Excerpt provided:
** start **

Hello! Consider this homework problem
Consider the IEEE-754 format for Single Precision numbers. Provide your results in both IEEE-754 format (binary) and in decimal system.
a) Determine the smallest number ε such that 2 + ε > 2.
b) Determine the largest representable (positive or negative) number maxreal.
c) Determine the smallest representable (positive or negative) number minreal.

So what is actually confusing me is if a) is connected with b) and c). To elaborate, here is my attempt at solving these;

a) Since this is single precision the mantissa is 23 bits. Now to find epsilon we simply divide the smallest number the mantissa can have with 2^-23. The smallest number the mantissa can have is 1,000000000.0000

so I get for epsilon = 2^-23 = 1,19 * 10^-7 (roughly)

** end **

Data section:
** start **

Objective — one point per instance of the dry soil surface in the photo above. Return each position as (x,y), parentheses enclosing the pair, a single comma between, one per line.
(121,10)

** end **

Stated problem: Transcribe word for word the part of the IEEE-754 forum post that opens with the words containing "Hello! Consider this" and closes with "in decimal system.". Rely solely on the IEEE-754 forum post, not on the data.

Answer to this task:
Hello! Consider this homework problem
Consider the IEEE-754 format for Single Precision numbers. Provide your results in both IEEE-754 format (binary) and in decimal system.